=== Raw data ===

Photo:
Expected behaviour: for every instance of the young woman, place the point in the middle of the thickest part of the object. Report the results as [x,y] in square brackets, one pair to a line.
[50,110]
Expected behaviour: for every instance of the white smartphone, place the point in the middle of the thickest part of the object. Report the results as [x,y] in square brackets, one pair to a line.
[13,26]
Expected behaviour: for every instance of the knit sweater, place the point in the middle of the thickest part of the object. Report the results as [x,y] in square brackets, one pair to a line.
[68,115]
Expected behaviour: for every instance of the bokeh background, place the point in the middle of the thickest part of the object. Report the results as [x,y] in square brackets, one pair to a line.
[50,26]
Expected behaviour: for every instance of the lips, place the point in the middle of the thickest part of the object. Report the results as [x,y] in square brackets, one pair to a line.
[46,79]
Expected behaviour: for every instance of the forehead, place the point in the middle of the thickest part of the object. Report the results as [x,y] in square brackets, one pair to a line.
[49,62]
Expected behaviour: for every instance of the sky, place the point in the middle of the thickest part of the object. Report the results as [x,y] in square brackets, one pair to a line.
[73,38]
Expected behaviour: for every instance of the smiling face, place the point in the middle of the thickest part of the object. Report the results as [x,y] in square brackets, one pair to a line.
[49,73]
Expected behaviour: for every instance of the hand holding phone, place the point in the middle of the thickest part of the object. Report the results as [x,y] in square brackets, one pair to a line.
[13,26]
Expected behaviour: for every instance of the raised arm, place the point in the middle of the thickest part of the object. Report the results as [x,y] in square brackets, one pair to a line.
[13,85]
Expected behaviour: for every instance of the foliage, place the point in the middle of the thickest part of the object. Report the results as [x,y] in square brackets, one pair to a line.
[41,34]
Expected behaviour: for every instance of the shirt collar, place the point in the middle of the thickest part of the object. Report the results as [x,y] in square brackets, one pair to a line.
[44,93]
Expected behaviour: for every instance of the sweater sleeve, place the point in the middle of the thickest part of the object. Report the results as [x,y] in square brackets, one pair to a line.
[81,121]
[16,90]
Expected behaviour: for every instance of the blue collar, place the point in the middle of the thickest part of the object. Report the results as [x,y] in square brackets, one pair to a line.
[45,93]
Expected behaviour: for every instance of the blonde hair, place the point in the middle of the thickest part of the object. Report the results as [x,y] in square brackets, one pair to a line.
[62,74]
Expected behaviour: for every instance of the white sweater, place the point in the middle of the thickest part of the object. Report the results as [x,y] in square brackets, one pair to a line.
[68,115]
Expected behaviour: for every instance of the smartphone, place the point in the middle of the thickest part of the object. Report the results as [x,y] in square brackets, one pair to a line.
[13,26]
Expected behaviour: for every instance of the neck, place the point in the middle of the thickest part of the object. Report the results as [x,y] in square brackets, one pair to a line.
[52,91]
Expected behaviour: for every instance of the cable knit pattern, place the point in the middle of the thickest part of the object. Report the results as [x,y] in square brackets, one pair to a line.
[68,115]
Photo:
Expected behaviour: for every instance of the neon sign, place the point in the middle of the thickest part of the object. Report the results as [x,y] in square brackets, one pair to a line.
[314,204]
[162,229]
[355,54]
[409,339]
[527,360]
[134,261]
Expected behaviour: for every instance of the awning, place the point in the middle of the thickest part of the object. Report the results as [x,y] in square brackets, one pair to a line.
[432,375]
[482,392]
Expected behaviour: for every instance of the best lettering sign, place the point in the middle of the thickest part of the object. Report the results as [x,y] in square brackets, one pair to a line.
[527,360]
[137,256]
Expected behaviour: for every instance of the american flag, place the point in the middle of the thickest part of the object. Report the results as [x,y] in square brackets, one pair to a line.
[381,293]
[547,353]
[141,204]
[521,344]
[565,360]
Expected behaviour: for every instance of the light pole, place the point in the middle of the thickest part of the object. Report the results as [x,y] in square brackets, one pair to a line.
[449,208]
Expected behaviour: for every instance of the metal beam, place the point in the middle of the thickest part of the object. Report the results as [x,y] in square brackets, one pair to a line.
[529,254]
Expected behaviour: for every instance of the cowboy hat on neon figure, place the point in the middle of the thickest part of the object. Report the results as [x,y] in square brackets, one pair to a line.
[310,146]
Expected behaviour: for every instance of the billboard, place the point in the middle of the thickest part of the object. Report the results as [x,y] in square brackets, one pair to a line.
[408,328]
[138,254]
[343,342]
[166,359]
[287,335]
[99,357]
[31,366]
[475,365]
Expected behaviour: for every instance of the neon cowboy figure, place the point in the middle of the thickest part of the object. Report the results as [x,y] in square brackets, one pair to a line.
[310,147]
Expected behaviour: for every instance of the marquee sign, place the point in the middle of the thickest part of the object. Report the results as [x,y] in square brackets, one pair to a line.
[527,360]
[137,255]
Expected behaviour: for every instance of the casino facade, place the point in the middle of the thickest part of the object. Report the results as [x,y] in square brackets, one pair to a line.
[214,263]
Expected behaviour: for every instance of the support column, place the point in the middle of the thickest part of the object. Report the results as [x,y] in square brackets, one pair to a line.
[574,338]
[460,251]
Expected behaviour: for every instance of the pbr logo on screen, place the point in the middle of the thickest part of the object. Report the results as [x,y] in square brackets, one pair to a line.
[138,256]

=== Task to complete ===
Reproduce every line above. Keep it exact.

=== Result ===
Photo:
Expected behaviour: for every instance of the young woman, place the point in the middle of the thickest part of the object. Report the results as [x,y] in square brackets, one pair to a line.
[50,110]
Expected behaviour: for every instance of the white smartphone, place the point in the middle of the thickest part of the object. Report the results as [x,y] in square brackets, one pair to a line.
[13,26]
Expected behaviour: for every instance of the knit sweater, place the point in the middle of the thickest part of the object. Report the results as [x,y] in square brackets, one pair to a line.
[68,115]
Expected behaviour: for every instance of the bokeh background, place the point in the middle of the thickest part of the object. Report the results as [x,y] in square brackets, one pair to a line.
[50,26]
Expected behaviour: for every instance of the lips, place the point in the middle of the thickest part of the object. Report the results as [x,y] in square brackets, one pair to a line.
[46,79]
Expected behaviour: for every instance of the forehead, place the point in the middle of the thickest part of the object. Report the results as [x,y] in square brackets, one pair to a line.
[49,62]
Expected behaviour: for every instance of the sky, place the point in the middle of the thickest part of the object. Report the results as [x,y] in square brackets, one pair to a line.
[73,38]
Expected behaviour: for every instance of the smiling face, place the point in the middle of the thickest part of the object. Report the results as [x,y] in square brackets, one pair to a line.
[49,73]
Expected behaviour: for every instance of the hand holding phone, place the point in the middle of the thickest part of the object. Report the results as [x,y] in square brackets, one pair to a line.
[13,26]
Expected behaviour: for every instance of the raised arm, place the point in the middle of the thickest part of the object. Report the results as [x,y] in square brackets, one pair to a line.
[13,85]
Expected behaviour: for every instance of the foliage, place the point in the middle of the thickest part of the object. Report the results as [x,y] in square brackets, one pair to a line.
[41,34]
Expected behaviour: for every instance of the shirt collar, place the point in the middle of the thickest part of the object. Report the results as [x,y] in square brackets, one pair to a line.
[44,93]
Expected behaviour: for every instance of the sweater sleeve, place the point in the middle of the thickest part of the object. Report the results as [x,y] in square brackets, one pair to a line.
[81,121]
[16,90]
Expected behaviour: for every instance of the blue collar, place the point in the middle of the thickest part of the object. Report the results as [x,y] in square brackets, one pair to a line.
[45,93]
Expected behaviour: for every instance of the blonde hair, place the point in the middle of the thickest part of the object. Report the results as [x,y] in square brackets, one pair to a line.
[62,74]
Expected behaviour: for every instance of the white sweater, place the point in the middle of the thickest part of the object. Report the results as [x,y] in square brackets, one pair to a line.
[68,115]
Expected behaviour: for every instance of the smartphone, place the point in the middle of the thickest part of the object. Report the results as [x,y] in square brackets, one pair to a line.
[13,26]
Expected behaviour: for every instance of the neck, place the point in the middle of the thickest part of the object. Report the results as [x,y] in square brackets, one pair to a line.
[52,91]
Expected behaviour: for every instance of the cable knit pattern, place the point in the middle of the thickest part of the object. Report the results as [x,y] in square brackets, one pair to a line.
[68,115]
Photo:
Expected behaviour: for every instance of the neon sign, place the point in the middle of the thickest part of the object. Report the results as [x,y] in square brackets, one pair to a line.
[314,204]
[162,229]
[355,54]
[409,339]
[527,360]
[134,261]
Expected behaviour: for every instance of the awning, place the point in the middle of the thickest part of the object. Report the results as [x,y] in square brackets, one pair to a line.
[432,375]
[482,392]
Expected behaviour: for every instance of the best lettering sign, place the point in the middle of the thickest part of the object. Report the results as [x,y] in square brackets, one pair to a line.
[527,360]
[137,256]
Expected behaviour: for every instance of the american flag, place the point in the middle of the thickest part of the object. Report the results as [x,y] in square brackets, one pair to a line.
[381,293]
[547,353]
[141,204]
[521,344]
[565,360]
Expected behaviour: for every instance of the light pole, place the point in the middle of the thickest part of the object. Report the results as [x,y] in square brackets, one pair to a line.
[449,208]
Expected behaviour: for every instance of the metal beam, place the point in the middle of the thickest part of the object. Report the results as [x,y] in square brackets, one pair to a line.
[529,254]
Expected behaviour: for every instance of the cowboy hat on neon figure, place the point in the middle of the thickest part of the object. Report the results as [x,y] in square brackets, one pair to a line.
[310,146]
Expected behaviour: for every instance of the billboard, place the point in the middle of the thickest part of the object. Report the results as [x,y] in square brackets, one pair to a line.
[408,328]
[138,254]
[343,342]
[166,359]
[287,335]
[99,357]
[31,366]
[475,365]
Expected behaviour: for every instance of the neon cowboy figure, place the point in the middle of the thickest part of the object. Report the results as [x,y] in square brackets, one pair to a line.
[310,147]
Expected behaviour: for every instance of the marquee sign, place the point in the middle of the thickest part of the object. Report the results as [x,y] in square brackets, one pair to a line.
[527,360]
[137,255]
Expected behaviour: for every instance of the casino facade, place the point in the middle of the thickest part of the object. Report the results as [x,y] in square brackets, one pair to a line.
[214,263]
Expected behaviour: for every instance of the support column, place the point in the middle of the thickest part of the object. Report the results as [x,y] in square brackets, one pair to a line.
[574,338]
[460,251]
Expected behaviour: for every instance of the pbr logo on screen, place the point in the middle of the thickest part of the object. Report the results as [x,y] in square brackets, one pair to a line.
[138,256]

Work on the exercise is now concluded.